## REQUIREMENTS
Please reproduce verbatim the lines of the listing starting at the line that contains "the paper heart confetti", and stop after the last line of the listing.

[Extracted data entries]
□ □ □

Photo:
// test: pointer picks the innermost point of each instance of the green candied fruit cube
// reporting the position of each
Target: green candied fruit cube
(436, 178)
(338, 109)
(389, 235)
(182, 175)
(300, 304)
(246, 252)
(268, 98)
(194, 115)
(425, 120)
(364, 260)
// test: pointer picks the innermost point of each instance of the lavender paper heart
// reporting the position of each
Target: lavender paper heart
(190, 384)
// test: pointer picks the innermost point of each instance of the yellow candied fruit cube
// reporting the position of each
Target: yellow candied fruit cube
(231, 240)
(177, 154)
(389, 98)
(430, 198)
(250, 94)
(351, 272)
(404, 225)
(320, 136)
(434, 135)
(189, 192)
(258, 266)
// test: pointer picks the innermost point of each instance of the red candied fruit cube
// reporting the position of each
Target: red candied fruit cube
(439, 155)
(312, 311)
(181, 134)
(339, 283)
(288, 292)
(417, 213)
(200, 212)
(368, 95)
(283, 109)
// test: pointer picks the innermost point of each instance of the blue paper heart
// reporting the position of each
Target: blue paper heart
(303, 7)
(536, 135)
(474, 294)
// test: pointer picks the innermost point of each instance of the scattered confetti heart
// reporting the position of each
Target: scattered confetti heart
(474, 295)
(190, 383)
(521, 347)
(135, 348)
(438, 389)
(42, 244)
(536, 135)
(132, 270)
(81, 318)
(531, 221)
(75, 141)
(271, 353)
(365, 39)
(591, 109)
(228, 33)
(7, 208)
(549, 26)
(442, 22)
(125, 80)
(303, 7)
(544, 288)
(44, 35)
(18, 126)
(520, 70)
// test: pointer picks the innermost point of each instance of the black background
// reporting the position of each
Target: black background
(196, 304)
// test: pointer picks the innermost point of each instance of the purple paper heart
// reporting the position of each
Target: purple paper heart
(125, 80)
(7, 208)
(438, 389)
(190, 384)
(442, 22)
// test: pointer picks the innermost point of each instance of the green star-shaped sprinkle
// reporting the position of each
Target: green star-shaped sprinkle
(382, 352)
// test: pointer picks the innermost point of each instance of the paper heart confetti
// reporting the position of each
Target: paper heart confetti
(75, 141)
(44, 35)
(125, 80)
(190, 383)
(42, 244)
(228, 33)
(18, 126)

□ □ □

## WRITTEN SOLUTION
// test: pointer picks the innermost point of each instance of the paper heart confetti
// reporting the position of each
Target: paper heart confetti
(75, 141)
(44, 35)
(125, 80)
(190, 383)
(42, 244)
(228, 33)
(18, 126)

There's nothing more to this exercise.